WMCore icon indicating copy to clipboard operation
WMCore copied to clipboard

Deploy and run WMAgent with Docker container

Open amaltaro opened this issue 2 years ago • 9 comments

Impact of the new feature WMAgent

Is your feature request related to a problem? Please describe. Once we have all the WMAgent dependencies sorted out, we should start looking into running WMAgent from a Docker image, making the process of updating our baseline code easier by just stopping the container and pulling a new one.

Describe the solution you'd like With WMAgent package in PyPi, and a WMAgent docker image uploaded to Gitlab registry, we should complete the cycle such that we are able to run WMAgent using a Docker image, completing the deprecation and dependency on RPM packages.

This is a meta-issue for commissioning a Docker-based WMAgent environment for central production. It depends on the following sub-tasks:

  • [x] #11276
  • [x] #11565
  • [x] #8797
  • [x] #11647
  • [x] #11564
  • [x] #11627
  • [x] #11583
  • [x] #11570

These are now planned for Q1/2024 (updated on Feb/8/2024):

  • [x] #11890
  • [x] #11720
  • [x] #11313
  • [x] #11312
  • [x] #11946

And the following shall be finished in the beginning of Q2/2024:

  • [x] #11566
  • [x] #11567
  • [x] <!-- Estimate the need for --network=host in WMAgeent Docker builds --> #11635
  • [x] #11722
  • [x] #11990
  • [x] #11945
  • [x] #11944
  • [ ] #11568
  • [x] #11973
  • [x] #11977
  • [ ] #11978
  • [x] #11979
  • [x] #11987
  • [x] #11993
  • [x] #11999
  • [x] #12000
  • [x] #12007
  • [x] #12030
  • [x] #12034

while the following tickets will be addressed in a later stage, as they are not critical for the functionality of the containerized solution:

  • [ ] #11925
  • [ ] #11934
  • [ ] #11927
  • [ ] #11721

Describe alternatives you've considered None

Additional context Related to:

  • Make CA certificates available in our WMAgent test container #10225
  • Unable to start agent in Docker container #9675

Dependent on: https://github.com/dmwm/WMCore/issues/11312 and https://github.com/dmwm/WMCore/issues/11313

amaltaro avatar Oct 03 '22 19:10 amaltaro

@amaltaro we do already have wmagent Dockerfile and image but we do not have wmagent configuration. If you'll provide its configuration in services_config gitlab repo then I can test it in dev cluster.

○ ○ ○

**Things to do**
[A] Answer these questions using the WMAgent Docker issue:
(i) Where was the WMAgent Docker image to be uploaded?
(ii) On what date was the Q1/2024 plan updated?
(iii) In which repository does the commenter ask for the WMAgent configuration?
[B] The WMAgent Docker issue lists tickets to be handled at a later stage because they are not critical. Give each one's number.
[C] Continue the WMAgent Docker issue thread from the point where it stops.

**A run of records**
○ ○ ○

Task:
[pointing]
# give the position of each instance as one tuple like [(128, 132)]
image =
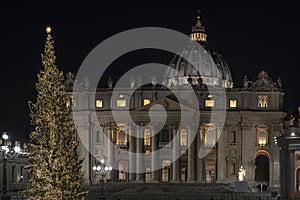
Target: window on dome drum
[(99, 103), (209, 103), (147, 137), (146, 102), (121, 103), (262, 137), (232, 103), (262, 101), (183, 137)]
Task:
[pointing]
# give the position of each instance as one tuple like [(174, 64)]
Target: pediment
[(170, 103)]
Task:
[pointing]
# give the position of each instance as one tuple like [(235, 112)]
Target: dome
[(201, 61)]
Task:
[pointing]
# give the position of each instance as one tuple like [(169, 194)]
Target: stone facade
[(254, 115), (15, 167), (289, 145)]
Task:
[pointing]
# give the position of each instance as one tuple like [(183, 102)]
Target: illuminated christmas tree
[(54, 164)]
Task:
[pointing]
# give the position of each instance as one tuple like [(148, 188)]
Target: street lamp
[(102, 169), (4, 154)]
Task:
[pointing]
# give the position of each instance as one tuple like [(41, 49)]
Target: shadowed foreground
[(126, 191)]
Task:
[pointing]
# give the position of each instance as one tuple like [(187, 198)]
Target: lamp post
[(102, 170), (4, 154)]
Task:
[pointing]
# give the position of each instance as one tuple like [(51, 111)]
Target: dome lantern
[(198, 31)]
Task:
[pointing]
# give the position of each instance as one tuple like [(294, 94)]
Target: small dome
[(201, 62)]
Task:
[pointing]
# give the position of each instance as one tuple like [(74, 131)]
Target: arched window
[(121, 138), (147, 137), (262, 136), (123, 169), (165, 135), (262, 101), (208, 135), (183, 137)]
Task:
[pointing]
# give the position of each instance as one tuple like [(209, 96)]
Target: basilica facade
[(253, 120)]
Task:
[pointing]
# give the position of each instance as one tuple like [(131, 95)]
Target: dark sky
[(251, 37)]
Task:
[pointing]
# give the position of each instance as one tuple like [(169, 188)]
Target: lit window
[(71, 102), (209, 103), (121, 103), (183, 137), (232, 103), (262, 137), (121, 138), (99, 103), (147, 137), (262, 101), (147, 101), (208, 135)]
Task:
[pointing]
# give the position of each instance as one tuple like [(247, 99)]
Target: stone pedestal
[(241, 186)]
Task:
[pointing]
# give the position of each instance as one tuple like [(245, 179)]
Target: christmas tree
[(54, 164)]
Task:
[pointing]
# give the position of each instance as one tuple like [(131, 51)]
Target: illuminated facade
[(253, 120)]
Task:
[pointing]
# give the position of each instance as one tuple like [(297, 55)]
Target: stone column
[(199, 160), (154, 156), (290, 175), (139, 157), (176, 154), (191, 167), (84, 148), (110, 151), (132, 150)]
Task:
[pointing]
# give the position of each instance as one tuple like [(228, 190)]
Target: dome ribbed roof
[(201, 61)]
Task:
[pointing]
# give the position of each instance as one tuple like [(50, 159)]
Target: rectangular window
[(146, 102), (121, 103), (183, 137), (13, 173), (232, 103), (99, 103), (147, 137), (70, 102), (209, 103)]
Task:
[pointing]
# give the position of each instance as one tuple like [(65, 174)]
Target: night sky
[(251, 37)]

○ ○ ○

**Outputs for the tasks**
[A]
(i) To the Gitlab registry
(ii) Feb/8/2024
(iii) The services_config gitlab repo

[B] #11925, #11934, #11927, #11721

[C]
vkuznet avatar Jan 09 '23 13:01 vkuznet

Valentin, I am afraid we don't have budget to work on it this quarter, hence it has not been even considered for Q1/2023. We will get back to this in one of the next quarters.

amaltaro avatar Jan 09 '23 14:01 amaltaro

Meta-issue updated with other relevant tickets created in the last week or two. Please let me know if anything is still missing in here. @vkuznet @todor-ivanov @khurtado

amaltaro avatar May 09 '23 14:05 amaltaro

@amaltaro , I think we are missing the part of deployment on a specific infrastructure. For example, if we'll deploy WMA using docker compose, then we'll need specific manifest file(s), etc. On top of that we should make a decision which orchestration to use. For details between different solution I suggest to google it, e.g. here is nice comparison. Therefore, I would suggest to create a dedicated issue related to that.

vkuznet avatar May 09 '23 16:05 vkuznet

@vkuznet Valentin, that is a good point! We will need to have a final manifest/template integrating all the objects/containers required for running WMAgent in a containerized mode. If you feel like creating it, please go ahead. Otherwise I will get to it tomorrow.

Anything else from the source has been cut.